TEXT EXCERPT:
★ ★ ★ ★ ★

BILK FRONT MAN ON ‘ESSEX, DRUGS AND HOW THE BUS DRIVER MIGHT BE MORE ROCK N ROLL’

INTERVIEW | SOL ABRAHAMS (BILK) by Gracie Erskine

With the music scene crying out for sincerity, Gracie Erskine spoke to Sol Abrahams, front man of self-confirmed ‘only rock n roll band left’ Bilk. Conversation flying from authenticity and angst, creativity and crying, and of course ‘Essex, Drugs and Rock and Roll’ to be released January 24th, 2025. 

Sol: Hello, hello, hello. Hello, hello.

Gracie: How are you feeling about Friday? 

Sol: I am fucking fantastic, banging on the top of the world. I’m up for it, man, yeah. ‘Essex, Drugs and Rock and Roll’, our second album. Come on!

Gracie: If you were going to describe the album in three words that weren’t Essex, Drugs and Rock and Roll, what would they be? 

Sol: Erm, 13 banging songs, that’s what I’d say. People ask me about the album, and that’s sort of how I’d sum it up, do you know what I mean? It’s just 13 good tunes, you know what I mean? I can get deeper on it, but that’s the core of it man, it’s just 13 good tunes. 

Gracie: It’s a bit of an emotional rollercoaster as an album, of acoustic breathers that I really enjoyed that we’re not used to seeing. Personally, Skidmark, for its fast wit. And I think if you’re going to end a song by saying, ‘You’re a cunt, suck your mum’, there’s no-one else going to do that. But I would like to know who it’s aimed at. 

Sol: I couldn’t possibly say. 

Gracie: I thought it might be about these music fakers and TikTok entertainers, to be honest. (a line mentioned in the single ‘RNR’)

Sol: No, no, no. Actually, I can tell you it’s not about them, but I can’t tell you who it is. At some point, you might find out, but I can’t tell you who it’s about. It’s non-disclosed. Because if I give it away, then the mystery’s up, and I feel like it’s something I should keep people guessing at.

★ ★ ★ ★ ★

RAW DATA:
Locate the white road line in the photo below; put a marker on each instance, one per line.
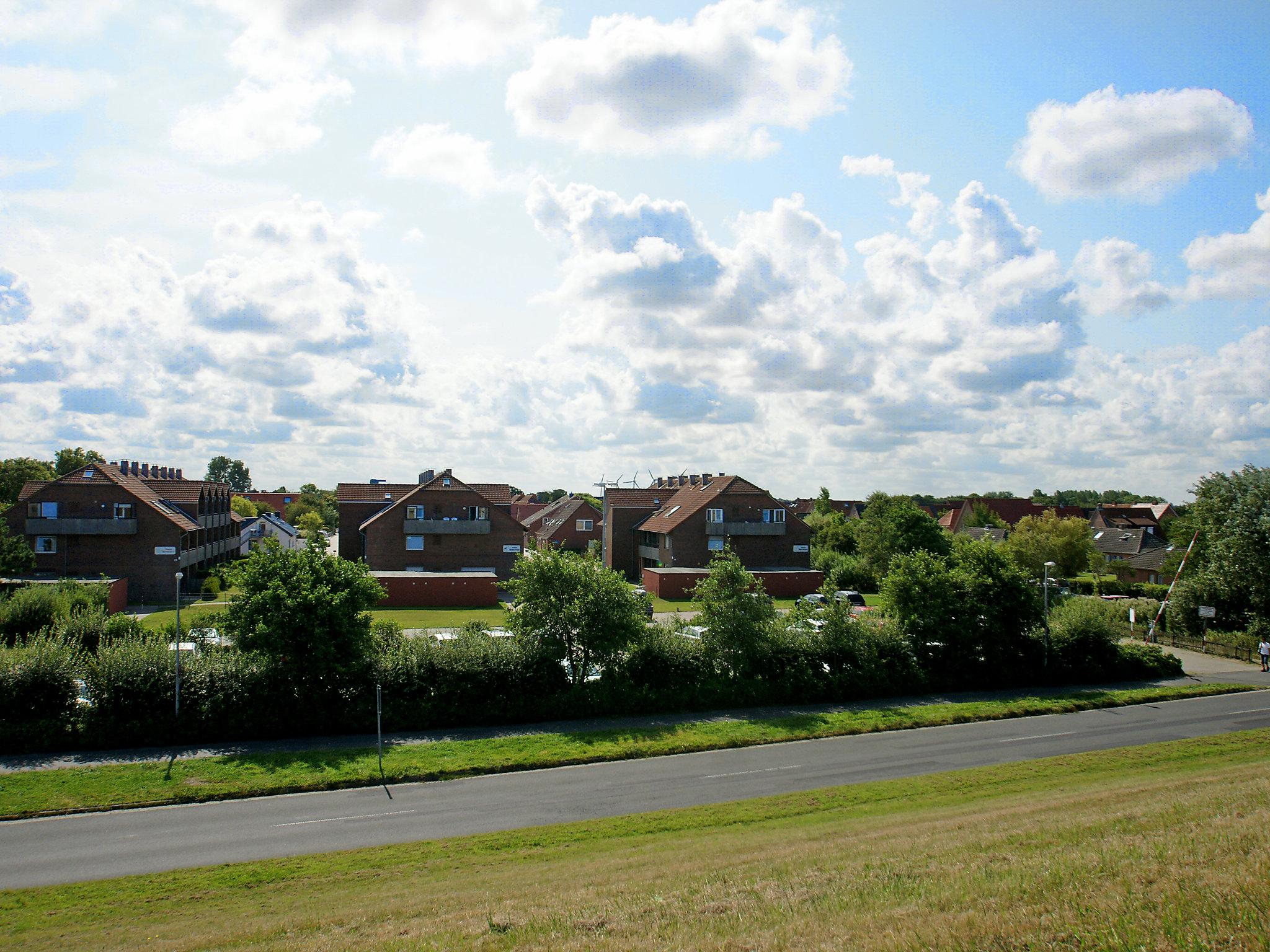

★ ★ ★ ★ ★

EXERCISE:
Can you edit the Bilk interview, starting with "Sol: Hello, hello, hello." and going on through "would they be?", so that "Saturday" replaces "Friday"? The data stands apart from the Bilk interview and is separate material.

EXPECTED ANSWER:
Sol: Hello, hello, hello. Hello, hello.

Gracie: How are you feeling about Saturday? 

Sol: I am fucking fantastic, banging on the top of the world. I’m up for it, man, yeah. ‘Essex, Drugs and Rock and Roll’, our second album. Come on!

Gracie: If you were going to describe the album in three words that weren’t Essex, Drugs and Rock and Roll, what would they be?